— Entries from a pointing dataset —
== == ==

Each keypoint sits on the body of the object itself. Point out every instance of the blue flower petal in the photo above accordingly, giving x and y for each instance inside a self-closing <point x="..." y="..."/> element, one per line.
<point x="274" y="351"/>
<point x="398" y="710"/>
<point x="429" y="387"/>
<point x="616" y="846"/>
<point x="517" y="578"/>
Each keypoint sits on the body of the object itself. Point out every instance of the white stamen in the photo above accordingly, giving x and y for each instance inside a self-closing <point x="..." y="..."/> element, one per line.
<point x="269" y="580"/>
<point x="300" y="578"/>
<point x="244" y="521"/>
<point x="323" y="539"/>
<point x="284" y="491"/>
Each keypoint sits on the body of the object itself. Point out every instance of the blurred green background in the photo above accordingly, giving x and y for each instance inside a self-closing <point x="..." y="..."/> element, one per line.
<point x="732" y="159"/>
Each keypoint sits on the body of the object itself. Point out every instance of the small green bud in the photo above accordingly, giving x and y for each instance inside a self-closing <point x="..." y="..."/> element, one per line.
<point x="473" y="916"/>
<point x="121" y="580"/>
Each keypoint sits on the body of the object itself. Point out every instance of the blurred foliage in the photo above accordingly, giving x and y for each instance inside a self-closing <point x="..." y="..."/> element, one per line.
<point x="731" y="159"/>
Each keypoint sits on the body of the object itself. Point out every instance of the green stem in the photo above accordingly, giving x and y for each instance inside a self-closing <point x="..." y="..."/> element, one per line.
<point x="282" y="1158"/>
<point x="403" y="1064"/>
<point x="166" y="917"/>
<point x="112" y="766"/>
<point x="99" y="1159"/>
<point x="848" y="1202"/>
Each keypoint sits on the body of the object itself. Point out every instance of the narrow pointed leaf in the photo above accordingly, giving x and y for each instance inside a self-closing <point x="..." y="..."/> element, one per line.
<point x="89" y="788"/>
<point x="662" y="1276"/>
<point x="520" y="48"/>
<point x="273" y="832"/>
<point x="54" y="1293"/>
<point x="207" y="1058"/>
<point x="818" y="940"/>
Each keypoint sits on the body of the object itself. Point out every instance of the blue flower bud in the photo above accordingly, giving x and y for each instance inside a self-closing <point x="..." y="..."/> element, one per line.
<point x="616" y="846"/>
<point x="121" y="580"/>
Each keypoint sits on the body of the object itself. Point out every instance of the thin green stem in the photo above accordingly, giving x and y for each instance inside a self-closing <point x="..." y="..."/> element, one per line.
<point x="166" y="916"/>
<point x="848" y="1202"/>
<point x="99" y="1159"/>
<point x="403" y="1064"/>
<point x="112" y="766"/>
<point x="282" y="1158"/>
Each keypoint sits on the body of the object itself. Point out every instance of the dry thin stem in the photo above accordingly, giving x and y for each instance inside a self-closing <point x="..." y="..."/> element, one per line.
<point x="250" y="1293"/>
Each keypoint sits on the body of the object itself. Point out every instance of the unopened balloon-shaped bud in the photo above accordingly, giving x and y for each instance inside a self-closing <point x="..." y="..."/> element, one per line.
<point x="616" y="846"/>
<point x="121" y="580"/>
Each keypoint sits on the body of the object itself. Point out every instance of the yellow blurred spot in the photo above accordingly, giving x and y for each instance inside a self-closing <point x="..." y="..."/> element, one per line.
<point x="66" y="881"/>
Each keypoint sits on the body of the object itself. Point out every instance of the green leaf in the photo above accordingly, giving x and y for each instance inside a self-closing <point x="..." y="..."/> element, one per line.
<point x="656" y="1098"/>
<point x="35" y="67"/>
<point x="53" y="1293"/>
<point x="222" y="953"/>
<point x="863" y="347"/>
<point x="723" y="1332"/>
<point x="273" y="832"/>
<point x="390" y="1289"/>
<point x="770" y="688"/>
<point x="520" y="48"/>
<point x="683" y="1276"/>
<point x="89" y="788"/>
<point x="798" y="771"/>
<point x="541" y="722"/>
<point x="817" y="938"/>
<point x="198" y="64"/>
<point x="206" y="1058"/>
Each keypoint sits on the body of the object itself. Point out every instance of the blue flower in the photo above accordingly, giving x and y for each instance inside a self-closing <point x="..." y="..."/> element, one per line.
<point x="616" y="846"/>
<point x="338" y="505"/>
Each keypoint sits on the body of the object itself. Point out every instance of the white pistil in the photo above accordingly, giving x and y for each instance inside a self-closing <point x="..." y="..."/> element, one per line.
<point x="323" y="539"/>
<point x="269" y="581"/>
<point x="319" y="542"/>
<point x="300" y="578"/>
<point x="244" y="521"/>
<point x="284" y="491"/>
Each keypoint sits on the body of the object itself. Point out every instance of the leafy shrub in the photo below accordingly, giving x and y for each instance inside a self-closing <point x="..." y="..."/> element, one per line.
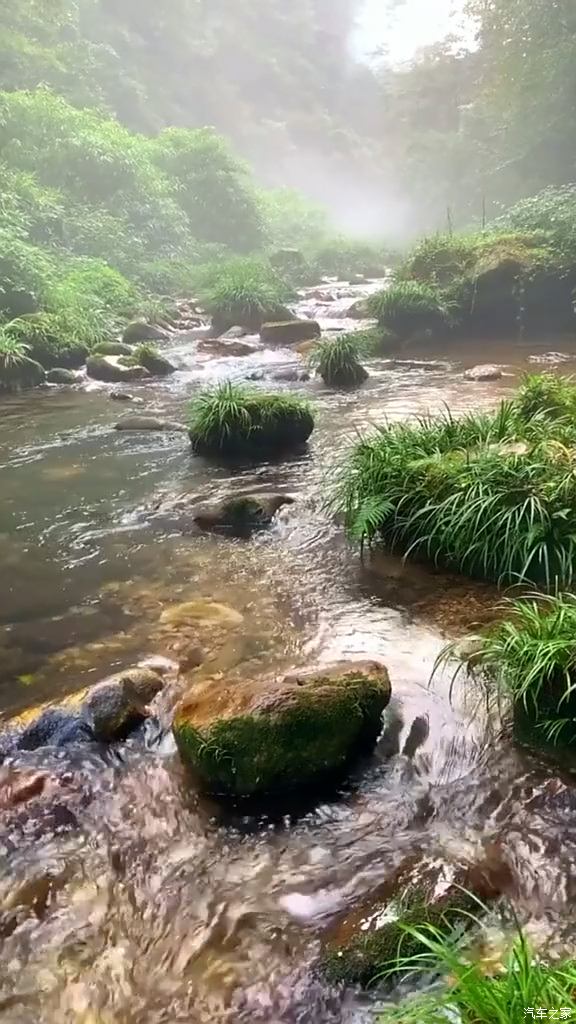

== == ==

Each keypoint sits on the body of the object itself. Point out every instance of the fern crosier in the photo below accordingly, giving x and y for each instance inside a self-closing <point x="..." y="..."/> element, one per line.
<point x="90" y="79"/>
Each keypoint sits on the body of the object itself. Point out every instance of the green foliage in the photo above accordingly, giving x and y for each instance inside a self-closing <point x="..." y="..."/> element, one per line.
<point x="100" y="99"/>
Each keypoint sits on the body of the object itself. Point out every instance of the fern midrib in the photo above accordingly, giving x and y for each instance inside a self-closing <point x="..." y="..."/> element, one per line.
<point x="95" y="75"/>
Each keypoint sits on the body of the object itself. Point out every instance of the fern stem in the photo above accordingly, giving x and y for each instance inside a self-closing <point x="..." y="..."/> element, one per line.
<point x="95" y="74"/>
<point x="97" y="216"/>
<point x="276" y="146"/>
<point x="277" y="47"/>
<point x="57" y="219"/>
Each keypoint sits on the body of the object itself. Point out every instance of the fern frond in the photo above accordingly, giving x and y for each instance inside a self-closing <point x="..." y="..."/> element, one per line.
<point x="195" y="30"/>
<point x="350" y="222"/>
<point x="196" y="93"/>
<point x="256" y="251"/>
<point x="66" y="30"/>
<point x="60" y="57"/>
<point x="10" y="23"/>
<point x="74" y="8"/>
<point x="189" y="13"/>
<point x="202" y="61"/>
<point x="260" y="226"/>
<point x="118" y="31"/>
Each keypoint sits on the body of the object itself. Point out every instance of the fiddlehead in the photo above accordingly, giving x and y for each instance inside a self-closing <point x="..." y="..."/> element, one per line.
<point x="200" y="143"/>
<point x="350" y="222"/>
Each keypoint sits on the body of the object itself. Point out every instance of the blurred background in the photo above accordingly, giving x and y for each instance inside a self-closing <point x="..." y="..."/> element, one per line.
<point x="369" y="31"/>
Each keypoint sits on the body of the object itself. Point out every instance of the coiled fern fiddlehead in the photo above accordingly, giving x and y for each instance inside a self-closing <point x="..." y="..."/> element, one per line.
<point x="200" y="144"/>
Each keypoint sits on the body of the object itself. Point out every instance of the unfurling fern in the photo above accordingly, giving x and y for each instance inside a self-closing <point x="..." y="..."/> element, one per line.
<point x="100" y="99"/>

== == ==

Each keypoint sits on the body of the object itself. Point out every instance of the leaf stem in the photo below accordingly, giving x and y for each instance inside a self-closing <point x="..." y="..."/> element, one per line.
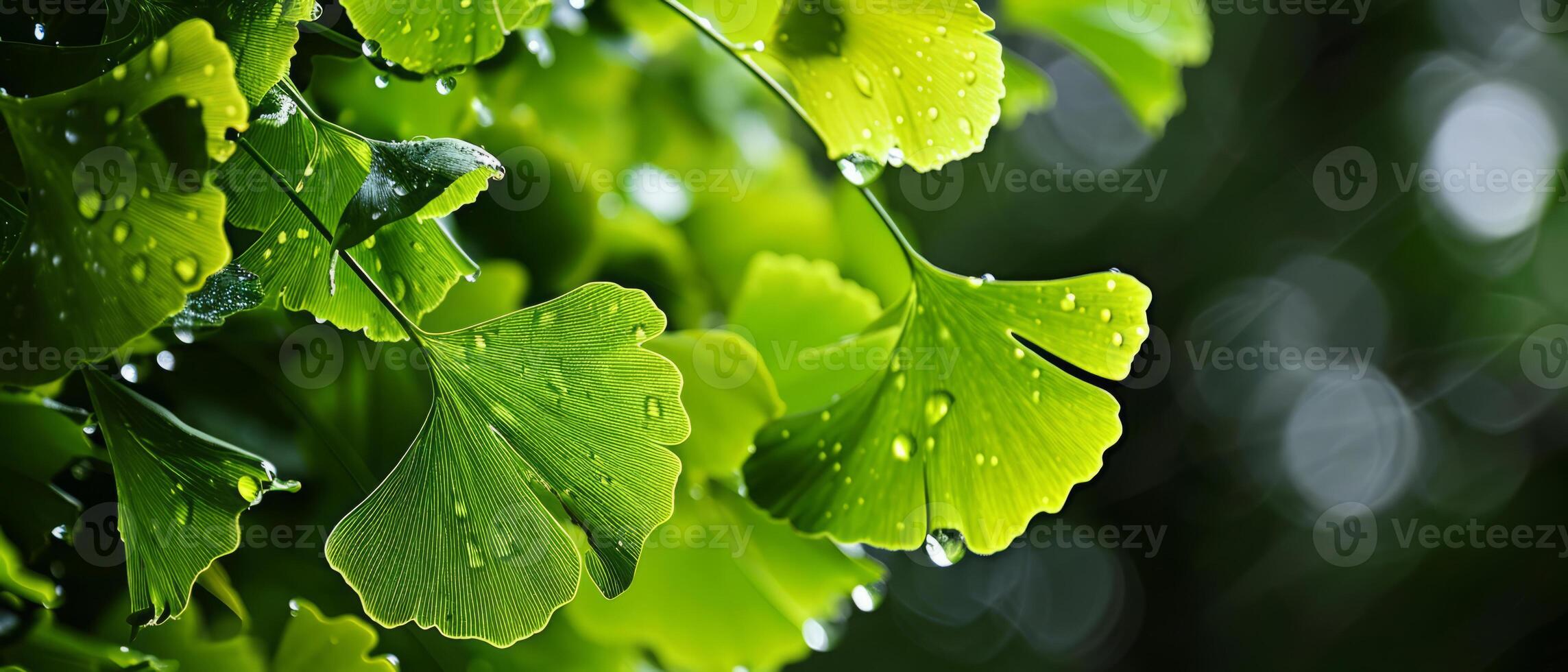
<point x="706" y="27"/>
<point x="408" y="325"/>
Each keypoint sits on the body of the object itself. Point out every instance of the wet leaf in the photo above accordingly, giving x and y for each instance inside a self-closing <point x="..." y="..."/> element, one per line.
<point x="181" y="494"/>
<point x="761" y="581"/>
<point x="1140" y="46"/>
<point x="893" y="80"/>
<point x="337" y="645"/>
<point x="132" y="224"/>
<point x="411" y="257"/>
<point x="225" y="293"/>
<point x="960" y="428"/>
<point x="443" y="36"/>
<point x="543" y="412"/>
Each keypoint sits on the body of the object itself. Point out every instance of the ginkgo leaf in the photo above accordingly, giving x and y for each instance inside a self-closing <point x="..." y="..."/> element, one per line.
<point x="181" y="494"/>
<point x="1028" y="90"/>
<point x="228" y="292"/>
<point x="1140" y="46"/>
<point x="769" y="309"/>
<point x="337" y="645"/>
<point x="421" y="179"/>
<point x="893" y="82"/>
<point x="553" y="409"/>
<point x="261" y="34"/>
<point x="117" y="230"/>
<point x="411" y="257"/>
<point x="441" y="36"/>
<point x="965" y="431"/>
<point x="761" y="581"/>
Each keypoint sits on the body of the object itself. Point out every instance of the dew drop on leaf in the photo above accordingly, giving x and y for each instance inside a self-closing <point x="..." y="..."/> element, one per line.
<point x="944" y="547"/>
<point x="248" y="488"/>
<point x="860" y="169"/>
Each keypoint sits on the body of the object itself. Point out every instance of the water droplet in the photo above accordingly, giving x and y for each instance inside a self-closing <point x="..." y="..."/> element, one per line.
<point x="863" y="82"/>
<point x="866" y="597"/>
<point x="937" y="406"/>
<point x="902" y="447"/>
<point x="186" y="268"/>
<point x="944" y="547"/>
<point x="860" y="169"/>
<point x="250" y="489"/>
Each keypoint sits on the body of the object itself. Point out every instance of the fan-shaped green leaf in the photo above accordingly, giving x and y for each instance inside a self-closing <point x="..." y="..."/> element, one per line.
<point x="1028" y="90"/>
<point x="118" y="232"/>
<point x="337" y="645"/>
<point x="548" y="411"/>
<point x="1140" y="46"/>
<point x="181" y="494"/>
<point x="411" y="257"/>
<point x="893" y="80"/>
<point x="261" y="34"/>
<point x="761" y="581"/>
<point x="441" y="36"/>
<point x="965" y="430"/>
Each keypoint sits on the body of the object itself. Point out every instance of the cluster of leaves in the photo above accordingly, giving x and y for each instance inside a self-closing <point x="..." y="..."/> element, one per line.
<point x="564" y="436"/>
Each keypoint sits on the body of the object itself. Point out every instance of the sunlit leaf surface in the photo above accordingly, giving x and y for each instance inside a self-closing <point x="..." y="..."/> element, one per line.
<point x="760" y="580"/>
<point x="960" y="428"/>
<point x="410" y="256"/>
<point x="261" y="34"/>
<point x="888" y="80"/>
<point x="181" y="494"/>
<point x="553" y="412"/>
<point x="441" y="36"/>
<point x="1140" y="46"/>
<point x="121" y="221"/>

== == ==

— Exercise description —
Extract every line in the rows above that contains the string "background" and list each one on its own line.

— Written response —
Each keypoint sits on the body of the object itself. Point out every instance of the blurred green background in the photo above accordingly, giving x and y for each instance inside a self-closing <point x="..." y="..."/> element, one per line.
Each keypoint sits on the body of the object itself. Point out every instance of the blurred background in the photo above accordingly, giving x and y for each instance inside a self-closing <point x="..." y="..."/> element, one per line.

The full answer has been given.